• [Selected text]
#####
Old 03-05-2010, 06:20 PM
Lars Ellenberg
 
Default blkdev: fix merge_bvec_fn return value checks

On Fri, Mar 05, 2010 at 05:37:16PM +0000, Alasdair G Kergon wrote:
> On Thu, Mar 04, 2010 at 06:59:21PM +0100, Lars Ellenberg wrote:
> > + /* Restricting max_sectors is not enough.
> > + * If someone uses bio_add_page to add 8 disjunct 512 byte
> > + * partial pages to a bio, it would succeed,
> > + * but could still cross a border of whatever restrictions
> > + * are below us (raid0 stripe boundary). An attempted
> > + * bio_split would not succeed, because bi_vcnt is 8.
> > + * E.g. the xen io layer is known to trigger this.
> > + */
>
> Sounds plausible.
>
> Do you or anyone readingt his have example messages demonstrating the failure
> when this patch is not applied?

This has been an issue said two years ago when using Xen VMs on DRBD clusters.
My original summary post once the issue was understood is
http://archives.free.net.ph/message/20080523.161104.054c63ef.html

(the gmane link therein seems to be broken now, is not really of
interesst here anyways, but, just in case, equivalent with
http://archives.free.net.ph/message/20080410.212155.d9e0243d.html)

Actual error messages looked like
kernel: drbd3: bio would need to, but cannot, be split: (vcnt=8,idx=0,size=4096,sector=13113083)
kernel: drbd3: bio would need to, but cannot, be split: (vcnt=8,idx=0,size=4096,sector=13113149)
kernel: drbd3: bio would need to, but cannot, be split: (vcnt=8,idx=0,size=4096,sector=13113215)

bi_size is only 4k, but bi_vcnt is 8.

These had been submitted by Xen virtio on a typical VM image with the
legacy 63 sector offset into the first "partition".

You'd have the exact same issue (with slightly different error printk's)
on md raid0, or any other bio consumer with boundary restrictions not
having "generic" bio split logic, but directly using bio_split(),
as that does
BUG_ON(bi->bi_vcnt != 1);
BUG_ON(bi->bi_idx != 0);

--
: Lars Ellenberg
: LINBIT | Your Way to High Availability
: DRBD/HA support and consulting http://www.linbit.com

DRBD® and LINBIT® are registered trademarks of LINBIT, Austria.
#####
• [Data listing]
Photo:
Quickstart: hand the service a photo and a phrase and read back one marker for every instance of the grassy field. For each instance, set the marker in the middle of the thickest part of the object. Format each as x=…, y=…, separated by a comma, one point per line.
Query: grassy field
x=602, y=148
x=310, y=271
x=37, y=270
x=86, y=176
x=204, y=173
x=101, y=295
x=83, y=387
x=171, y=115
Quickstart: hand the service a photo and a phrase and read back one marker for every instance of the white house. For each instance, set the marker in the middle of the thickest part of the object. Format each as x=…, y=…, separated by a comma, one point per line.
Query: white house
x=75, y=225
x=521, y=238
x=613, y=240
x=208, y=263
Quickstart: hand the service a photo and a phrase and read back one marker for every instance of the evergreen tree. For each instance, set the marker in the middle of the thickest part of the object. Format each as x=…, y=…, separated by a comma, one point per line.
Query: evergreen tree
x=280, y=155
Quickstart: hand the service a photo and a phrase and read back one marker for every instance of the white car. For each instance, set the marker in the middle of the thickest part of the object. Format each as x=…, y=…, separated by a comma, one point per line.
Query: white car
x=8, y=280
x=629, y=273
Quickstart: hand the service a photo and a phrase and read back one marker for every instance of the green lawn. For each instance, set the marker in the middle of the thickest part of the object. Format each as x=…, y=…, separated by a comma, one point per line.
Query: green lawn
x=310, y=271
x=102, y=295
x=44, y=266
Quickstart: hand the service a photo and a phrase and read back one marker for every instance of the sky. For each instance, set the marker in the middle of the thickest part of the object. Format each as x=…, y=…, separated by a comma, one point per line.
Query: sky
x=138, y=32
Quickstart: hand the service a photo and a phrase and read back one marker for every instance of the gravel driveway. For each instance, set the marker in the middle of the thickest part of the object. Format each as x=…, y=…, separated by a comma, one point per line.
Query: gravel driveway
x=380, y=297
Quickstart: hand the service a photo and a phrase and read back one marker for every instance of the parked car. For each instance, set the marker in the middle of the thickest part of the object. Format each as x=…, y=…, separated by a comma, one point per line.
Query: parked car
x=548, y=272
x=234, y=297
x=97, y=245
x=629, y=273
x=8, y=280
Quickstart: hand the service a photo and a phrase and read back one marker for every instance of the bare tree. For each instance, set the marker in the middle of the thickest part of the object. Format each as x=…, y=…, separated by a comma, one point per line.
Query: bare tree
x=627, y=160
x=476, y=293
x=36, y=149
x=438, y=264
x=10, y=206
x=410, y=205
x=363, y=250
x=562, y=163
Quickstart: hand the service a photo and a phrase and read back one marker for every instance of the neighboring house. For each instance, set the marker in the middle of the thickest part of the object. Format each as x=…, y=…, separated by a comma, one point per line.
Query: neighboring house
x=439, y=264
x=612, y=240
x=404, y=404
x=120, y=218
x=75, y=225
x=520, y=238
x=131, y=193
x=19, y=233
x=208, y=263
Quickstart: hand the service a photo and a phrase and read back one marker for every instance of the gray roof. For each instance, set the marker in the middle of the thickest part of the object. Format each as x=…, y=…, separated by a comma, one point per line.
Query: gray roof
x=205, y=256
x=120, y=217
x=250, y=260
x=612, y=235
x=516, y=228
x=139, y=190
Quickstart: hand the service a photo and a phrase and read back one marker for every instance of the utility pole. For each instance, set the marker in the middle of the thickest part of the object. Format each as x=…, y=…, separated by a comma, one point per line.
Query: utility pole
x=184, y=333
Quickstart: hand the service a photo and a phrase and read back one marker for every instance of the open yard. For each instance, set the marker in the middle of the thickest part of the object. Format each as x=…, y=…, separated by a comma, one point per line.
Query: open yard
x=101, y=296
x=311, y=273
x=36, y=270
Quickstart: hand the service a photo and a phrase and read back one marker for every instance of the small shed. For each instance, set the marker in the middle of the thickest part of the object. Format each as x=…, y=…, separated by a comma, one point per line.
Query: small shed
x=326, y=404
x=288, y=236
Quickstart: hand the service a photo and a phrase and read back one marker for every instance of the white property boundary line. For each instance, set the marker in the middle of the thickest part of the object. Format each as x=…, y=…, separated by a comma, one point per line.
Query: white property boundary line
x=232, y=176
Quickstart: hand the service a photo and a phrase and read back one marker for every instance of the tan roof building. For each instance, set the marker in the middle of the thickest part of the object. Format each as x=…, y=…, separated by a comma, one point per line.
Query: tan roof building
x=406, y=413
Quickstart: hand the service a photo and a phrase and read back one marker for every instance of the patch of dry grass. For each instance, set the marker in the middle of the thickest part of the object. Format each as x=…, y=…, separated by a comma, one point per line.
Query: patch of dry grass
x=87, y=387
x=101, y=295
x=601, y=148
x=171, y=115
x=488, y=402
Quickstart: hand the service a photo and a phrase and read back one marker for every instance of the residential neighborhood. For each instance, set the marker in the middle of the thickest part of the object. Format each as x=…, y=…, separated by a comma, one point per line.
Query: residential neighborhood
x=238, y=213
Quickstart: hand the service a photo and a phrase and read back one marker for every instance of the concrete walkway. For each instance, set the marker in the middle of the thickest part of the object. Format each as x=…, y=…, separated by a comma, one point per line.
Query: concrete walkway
#####
• [Problems to solve]
a. Answer these from the post:
(i) Which I/O layer does the code comment say is known to trigger this?
(ii) What sector offset did the typical VM image have into its first "partition"?
(iii) In the error messages quoted, what is the value of vcnt?
b. In the records, write out the lines starting with the line that contains "the white car." and going on through the line that contains "x=380, y=297", with both of those lines included.
The post and the records are unrelated material.

• [Task-by-task outputs]
a.
(i) The xen io layer.
(ii) The legacy 63 sector offset.
(iii) 8.

b.
Quickstart: hand the service a photo and a phrase and read back one marker for every instance of the white car. For each instance, set the marker in the middle of the thickest part of the object. Format each as x=…, y=…, separated by a comma, one point per line.
Query: white car
x=8, y=280
x=629, y=273
Quickstart: hand the service a photo and a phrase and read back one marker for every instance of the green lawn. For each instance, set the marker in the middle of the thickest part of the object. Format each as x=…, y=…, separated by a comma, one point per line.
Query: green lawn
x=310, y=271
x=102, y=295
x=44, y=266
Quickstart: hand the service a photo and a phrase and read back one marker for every instance of the sky. For each instance, set the marker in the middle of the thickest part of the object. Format each as x=…, y=…, separated by a comma, one point per line.
Query: sky
x=138, y=32
Quickstart: hand the service a photo and a phrase and read back one marker for every instance of the gravel driveway. For each instance, set the marker in the middle of the thickest part of the object. Format each as x=…, y=…, separated by a comma, one point per line.
Query: gravel driveway
x=380, y=297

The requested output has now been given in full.